Given task: Count the lines in the items below that contain the string "black" with matching case, and reply with the number alone.

Records for the task:

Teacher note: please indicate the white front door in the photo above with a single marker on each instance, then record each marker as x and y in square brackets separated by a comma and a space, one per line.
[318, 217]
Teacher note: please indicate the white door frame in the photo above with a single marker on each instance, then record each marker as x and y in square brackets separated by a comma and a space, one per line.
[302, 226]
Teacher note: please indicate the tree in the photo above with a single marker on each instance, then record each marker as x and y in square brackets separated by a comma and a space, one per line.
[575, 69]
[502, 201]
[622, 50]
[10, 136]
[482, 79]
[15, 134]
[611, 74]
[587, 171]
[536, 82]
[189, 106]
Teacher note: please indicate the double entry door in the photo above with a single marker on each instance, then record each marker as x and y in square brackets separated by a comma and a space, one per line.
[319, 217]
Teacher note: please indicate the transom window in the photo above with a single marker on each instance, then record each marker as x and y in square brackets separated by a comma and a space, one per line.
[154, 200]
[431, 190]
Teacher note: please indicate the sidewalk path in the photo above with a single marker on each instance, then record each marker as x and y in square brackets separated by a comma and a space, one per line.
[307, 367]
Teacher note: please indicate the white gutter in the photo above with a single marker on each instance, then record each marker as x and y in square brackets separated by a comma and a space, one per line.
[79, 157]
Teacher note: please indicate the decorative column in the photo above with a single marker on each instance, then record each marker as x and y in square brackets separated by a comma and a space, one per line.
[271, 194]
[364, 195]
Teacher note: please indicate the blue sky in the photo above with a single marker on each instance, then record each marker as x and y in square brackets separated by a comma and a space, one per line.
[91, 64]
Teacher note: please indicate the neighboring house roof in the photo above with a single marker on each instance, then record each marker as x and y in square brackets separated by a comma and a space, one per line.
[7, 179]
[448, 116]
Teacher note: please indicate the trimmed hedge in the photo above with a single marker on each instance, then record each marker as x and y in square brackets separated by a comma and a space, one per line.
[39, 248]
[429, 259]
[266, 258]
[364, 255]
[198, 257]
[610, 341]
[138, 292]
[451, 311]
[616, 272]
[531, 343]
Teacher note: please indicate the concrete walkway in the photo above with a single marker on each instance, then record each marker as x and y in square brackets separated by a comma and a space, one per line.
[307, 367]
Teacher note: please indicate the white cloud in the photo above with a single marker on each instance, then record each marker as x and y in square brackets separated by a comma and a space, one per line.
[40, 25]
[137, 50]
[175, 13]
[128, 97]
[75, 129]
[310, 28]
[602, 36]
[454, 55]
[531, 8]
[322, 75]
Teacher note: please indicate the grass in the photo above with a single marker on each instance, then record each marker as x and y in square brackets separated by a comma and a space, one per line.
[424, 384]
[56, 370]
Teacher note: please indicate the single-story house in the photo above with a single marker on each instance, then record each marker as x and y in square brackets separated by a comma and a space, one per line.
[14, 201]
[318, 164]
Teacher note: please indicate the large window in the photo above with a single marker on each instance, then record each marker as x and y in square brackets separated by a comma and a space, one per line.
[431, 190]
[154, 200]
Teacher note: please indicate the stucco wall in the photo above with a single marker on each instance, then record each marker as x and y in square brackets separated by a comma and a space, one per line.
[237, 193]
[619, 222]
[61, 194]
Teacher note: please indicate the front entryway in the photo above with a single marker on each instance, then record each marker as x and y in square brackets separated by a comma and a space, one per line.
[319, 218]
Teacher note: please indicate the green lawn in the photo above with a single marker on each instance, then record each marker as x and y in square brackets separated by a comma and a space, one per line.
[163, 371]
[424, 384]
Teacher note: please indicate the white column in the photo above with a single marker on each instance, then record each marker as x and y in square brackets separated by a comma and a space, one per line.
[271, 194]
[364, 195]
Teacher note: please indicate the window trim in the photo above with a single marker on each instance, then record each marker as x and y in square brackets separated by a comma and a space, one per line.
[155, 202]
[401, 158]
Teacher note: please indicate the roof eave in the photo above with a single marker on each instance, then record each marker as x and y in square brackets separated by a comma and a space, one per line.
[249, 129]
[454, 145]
==
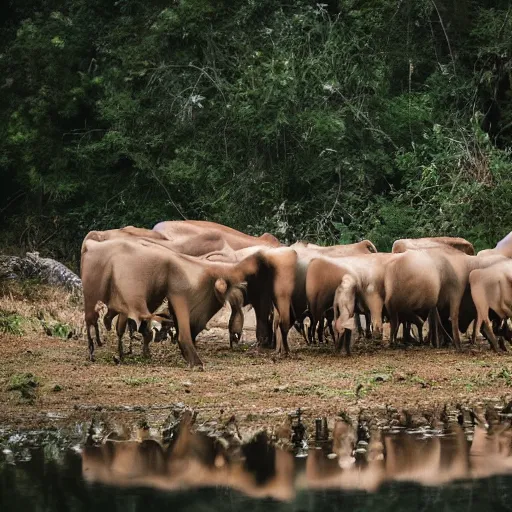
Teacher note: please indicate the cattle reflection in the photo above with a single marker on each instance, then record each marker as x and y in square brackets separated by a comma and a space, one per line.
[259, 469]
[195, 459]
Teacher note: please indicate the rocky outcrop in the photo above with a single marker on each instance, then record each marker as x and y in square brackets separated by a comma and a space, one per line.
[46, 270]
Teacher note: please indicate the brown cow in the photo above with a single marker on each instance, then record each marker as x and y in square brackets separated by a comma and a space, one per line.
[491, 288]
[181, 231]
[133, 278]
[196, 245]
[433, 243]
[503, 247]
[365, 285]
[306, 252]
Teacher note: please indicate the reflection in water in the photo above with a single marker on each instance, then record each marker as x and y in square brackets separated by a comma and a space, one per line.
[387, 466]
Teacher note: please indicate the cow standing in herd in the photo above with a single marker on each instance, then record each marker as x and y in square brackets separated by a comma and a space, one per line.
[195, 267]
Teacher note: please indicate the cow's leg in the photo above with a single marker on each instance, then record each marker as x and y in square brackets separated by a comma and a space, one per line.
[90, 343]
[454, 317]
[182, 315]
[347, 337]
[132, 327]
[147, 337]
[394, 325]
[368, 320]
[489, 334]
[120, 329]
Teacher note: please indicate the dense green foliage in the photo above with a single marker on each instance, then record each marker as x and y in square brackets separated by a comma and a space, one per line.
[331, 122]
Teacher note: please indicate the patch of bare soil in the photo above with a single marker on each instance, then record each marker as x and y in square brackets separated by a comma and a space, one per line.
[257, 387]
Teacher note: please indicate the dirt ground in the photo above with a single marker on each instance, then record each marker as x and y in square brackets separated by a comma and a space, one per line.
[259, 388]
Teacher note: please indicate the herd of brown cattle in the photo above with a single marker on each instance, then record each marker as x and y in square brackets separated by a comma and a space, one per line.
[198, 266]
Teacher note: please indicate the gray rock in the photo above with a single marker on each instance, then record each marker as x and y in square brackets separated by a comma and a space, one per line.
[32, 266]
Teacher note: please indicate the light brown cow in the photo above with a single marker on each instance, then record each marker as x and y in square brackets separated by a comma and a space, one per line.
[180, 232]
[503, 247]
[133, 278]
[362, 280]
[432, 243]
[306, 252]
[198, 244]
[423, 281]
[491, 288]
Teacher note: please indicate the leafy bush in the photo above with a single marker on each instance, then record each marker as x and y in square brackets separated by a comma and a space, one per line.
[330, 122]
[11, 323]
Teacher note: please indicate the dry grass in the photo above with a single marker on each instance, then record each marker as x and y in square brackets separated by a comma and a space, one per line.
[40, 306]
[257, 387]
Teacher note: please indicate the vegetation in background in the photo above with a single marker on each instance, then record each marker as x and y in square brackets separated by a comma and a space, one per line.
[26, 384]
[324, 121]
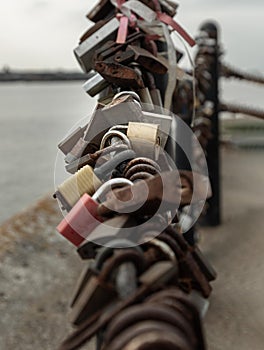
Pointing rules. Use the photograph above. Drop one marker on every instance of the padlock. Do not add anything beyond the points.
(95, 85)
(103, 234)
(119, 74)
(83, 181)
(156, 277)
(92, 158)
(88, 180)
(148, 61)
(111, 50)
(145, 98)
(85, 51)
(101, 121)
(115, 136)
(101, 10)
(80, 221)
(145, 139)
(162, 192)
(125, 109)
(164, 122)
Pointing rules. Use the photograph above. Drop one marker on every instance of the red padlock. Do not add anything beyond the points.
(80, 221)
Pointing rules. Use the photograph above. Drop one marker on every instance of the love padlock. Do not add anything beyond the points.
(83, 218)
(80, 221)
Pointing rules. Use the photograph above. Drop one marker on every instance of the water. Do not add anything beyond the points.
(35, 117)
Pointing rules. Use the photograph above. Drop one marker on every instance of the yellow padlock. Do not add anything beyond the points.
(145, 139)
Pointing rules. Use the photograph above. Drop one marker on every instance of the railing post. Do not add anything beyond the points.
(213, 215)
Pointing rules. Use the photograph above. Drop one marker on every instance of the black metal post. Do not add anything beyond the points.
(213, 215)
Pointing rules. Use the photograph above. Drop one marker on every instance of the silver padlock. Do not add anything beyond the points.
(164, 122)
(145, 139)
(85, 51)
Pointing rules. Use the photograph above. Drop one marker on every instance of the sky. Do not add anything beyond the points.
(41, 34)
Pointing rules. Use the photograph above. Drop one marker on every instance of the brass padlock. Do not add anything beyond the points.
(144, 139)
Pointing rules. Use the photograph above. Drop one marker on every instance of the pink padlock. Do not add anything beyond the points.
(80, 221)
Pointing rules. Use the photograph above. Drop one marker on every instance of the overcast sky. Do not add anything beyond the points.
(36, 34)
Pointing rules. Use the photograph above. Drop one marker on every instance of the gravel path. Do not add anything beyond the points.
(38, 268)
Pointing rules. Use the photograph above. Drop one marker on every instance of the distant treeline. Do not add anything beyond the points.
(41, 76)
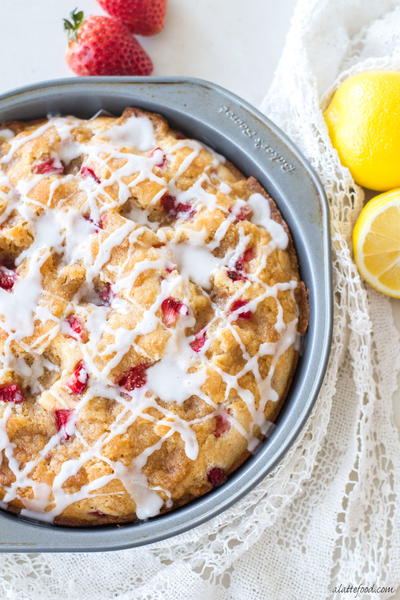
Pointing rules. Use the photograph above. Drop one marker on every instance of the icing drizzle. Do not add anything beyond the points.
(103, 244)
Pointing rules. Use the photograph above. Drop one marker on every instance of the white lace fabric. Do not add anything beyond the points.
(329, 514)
--
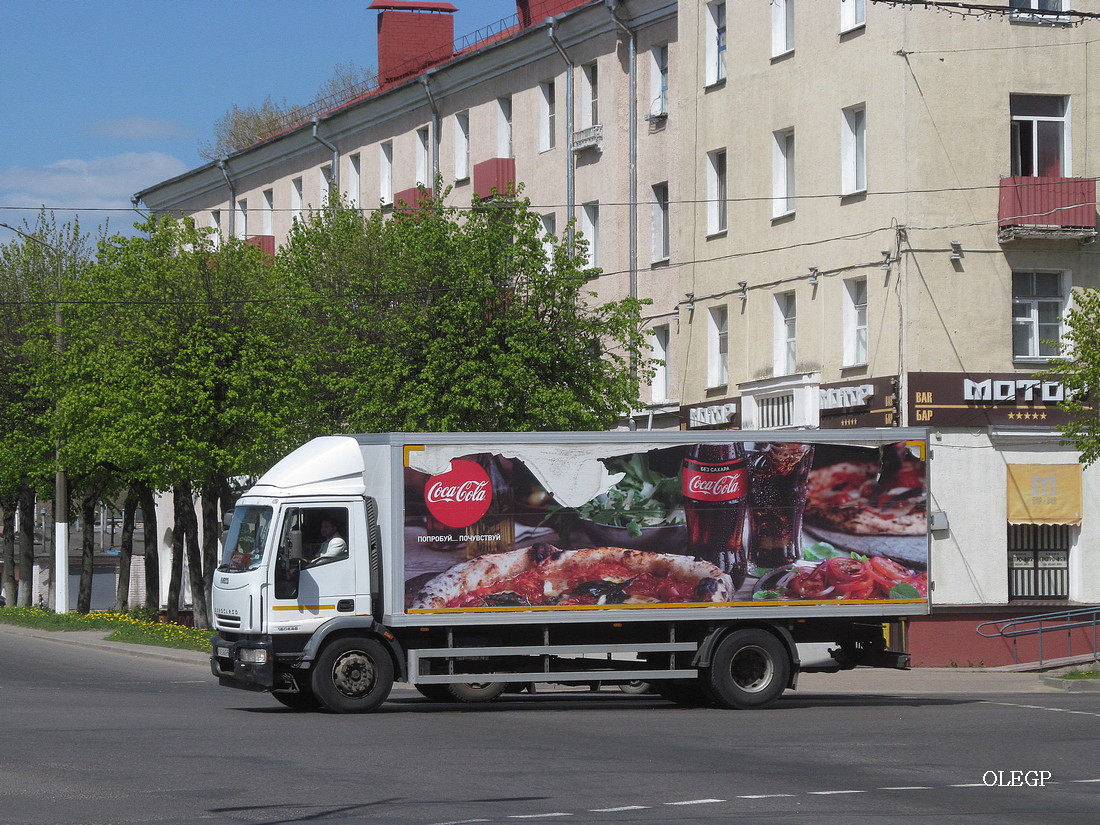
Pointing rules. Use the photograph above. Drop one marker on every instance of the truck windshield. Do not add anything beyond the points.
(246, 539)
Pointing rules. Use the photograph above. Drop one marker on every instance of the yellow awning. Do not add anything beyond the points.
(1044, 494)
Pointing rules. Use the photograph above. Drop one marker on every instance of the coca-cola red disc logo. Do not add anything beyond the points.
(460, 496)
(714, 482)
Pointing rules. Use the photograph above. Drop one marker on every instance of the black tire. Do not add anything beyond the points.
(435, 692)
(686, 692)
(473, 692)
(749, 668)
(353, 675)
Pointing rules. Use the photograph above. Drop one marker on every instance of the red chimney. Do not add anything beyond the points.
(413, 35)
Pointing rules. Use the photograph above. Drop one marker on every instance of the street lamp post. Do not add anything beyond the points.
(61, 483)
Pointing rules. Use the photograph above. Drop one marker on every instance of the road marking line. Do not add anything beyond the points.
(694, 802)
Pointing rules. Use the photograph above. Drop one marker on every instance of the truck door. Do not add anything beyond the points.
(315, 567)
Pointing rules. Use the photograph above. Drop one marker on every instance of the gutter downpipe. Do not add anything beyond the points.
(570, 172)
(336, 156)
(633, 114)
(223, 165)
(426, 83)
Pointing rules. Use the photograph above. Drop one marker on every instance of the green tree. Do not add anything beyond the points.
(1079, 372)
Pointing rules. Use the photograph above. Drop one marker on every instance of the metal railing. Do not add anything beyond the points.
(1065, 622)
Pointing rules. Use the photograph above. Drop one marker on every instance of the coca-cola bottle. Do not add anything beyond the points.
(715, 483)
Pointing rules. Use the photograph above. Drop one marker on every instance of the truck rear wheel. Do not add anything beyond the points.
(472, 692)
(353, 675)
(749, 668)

Output for this exercise: 2